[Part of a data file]
——

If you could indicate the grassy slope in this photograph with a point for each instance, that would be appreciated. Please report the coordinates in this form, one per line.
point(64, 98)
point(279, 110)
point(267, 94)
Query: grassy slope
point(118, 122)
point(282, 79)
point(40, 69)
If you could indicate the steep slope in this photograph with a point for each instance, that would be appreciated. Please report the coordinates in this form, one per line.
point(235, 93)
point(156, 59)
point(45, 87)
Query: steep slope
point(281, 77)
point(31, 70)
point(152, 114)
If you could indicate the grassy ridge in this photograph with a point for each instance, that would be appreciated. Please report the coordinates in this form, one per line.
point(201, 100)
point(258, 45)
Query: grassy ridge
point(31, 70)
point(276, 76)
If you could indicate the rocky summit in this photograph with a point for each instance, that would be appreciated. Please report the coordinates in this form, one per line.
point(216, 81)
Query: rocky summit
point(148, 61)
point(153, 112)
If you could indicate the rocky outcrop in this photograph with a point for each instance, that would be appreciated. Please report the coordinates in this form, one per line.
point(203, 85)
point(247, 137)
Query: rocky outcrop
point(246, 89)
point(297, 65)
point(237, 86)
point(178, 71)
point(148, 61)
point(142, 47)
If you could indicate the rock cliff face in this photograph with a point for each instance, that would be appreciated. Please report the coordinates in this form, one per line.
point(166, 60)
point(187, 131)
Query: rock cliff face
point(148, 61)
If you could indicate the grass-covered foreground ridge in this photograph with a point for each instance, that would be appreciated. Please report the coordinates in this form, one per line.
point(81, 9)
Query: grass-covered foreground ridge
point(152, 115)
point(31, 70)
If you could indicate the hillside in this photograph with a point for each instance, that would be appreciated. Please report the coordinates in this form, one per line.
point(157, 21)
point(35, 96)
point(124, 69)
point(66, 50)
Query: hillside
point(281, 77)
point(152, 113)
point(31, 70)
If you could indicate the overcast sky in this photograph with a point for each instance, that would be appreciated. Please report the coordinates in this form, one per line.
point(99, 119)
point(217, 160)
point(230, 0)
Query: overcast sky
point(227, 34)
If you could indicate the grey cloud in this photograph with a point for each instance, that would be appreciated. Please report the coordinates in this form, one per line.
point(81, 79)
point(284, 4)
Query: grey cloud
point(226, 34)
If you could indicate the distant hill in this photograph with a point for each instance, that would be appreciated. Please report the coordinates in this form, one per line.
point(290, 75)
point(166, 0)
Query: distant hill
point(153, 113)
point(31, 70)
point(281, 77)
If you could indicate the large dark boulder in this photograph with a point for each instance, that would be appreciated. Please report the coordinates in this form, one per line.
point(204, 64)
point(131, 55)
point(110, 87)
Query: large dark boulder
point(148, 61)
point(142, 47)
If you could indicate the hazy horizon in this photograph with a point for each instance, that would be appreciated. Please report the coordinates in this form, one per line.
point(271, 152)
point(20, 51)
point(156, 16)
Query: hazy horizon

——

• **INSTRUCTIONS FOR THE TASK**
Quote the entire listing above word for word, keeping every line unchanged.

• **TASK ANSWER**
If you could indicate the grassy slope in this photograph with a point for each instance, that would be appreciated. Please report the coordinates in this form, one per line.
point(64, 98)
point(279, 110)
point(267, 94)
Query: grassy slope
point(118, 122)
point(282, 79)
point(40, 69)
If you could indicate the steep slope in this photograph with a point for each instance, that would be appreciated. Please report the coordinates in this form, one per line.
point(235, 93)
point(156, 59)
point(45, 87)
Query: steep slope
point(281, 77)
point(31, 70)
point(152, 114)
If you could indicate the grassy ridge in this photograph with a point for each instance, that would be appreciated. Please report the coordinates in this form, one per line.
point(201, 100)
point(258, 45)
Query: grassy ridge
point(31, 70)
point(276, 76)
If you could indicate the rocky summit in this photograph with a point for each instance, that would be appreciated. Please report the coordinates in this form, one per line.
point(216, 81)
Query: rocky summit
point(148, 61)
point(153, 112)
If you could indicate the rocky outcrop in this photograph with a point for each instance, that would be appreciated. Please report the coordinates in this form, one per line.
point(203, 85)
point(247, 137)
Query: rocky outcrop
point(246, 89)
point(297, 65)
point(237, 86)
point(178, 71)
point(148, 61)
point(142, 47)
If you could indicate the rock cliff face in this photograph with a point for each instance, that would be appreciated. Please report the coordinates in this form, one per line.
point(166, 60)
point(187, 131)
Query: rock cliff face
point(148, 61)
If you could indicate the grass-covered foreground ridge in this photograph with a point for each instance, that would be appreciated. Please report the coordinates in this form, one per line.
point(81, 9)
Query: grass-covered foreground ridge
point(152, 115)
point(31, 70)
If you could indicate the hillside in this photograph with a point for each instance, that would be appreciated. Please report the coordinates in this form, one per line.
point(157, 21)
point(35, 96)
point(124, 69)
point(66, 50)
Query: hillside
point(281, 77)
point(152, 113)
point(31, 70)
If you could indicate the overcast sky in this photograph with a point for each instance, that would be appreciated. Please report the coordinates in this form, one per line.
point(99, 119)
point(217, 160)
point(230, 0)
Query: overcast sky
point(227, 34)
If you could indicate the grey cloud in this photograph with a point for each instance, that would be appreciated. Please report the coordinates in this form, one per line.
point(81, 79)
point(284, 4)
Query: grey cloud
point(226, 34)
If you could indicate the distant hill in this photograph with a point for each instance, that would be appreciated. Please report the coordinates in this form, one per line.
point(290, 75)
point(166, 0)
Query: distant hill
point(153, 113)
point(31, 70)
point(281, 77)
If you could indicate the large dark boulder in this photograph with a point for each instance, that would be appreciated. Please report the coordinates in this form, one per line.
point(204, 64)
point(131, 55)
point(110, 87)
Query: large dark boulder
point(148, 61)
point(142, 47)
If you could indicate the hazy horizon in this photograph with a point for each instance, that would be appreciated. Please report the coordinates in this form, one per line.
point(271, 152)
point(20, 51)
point(156, 16)
Query: hazy horizon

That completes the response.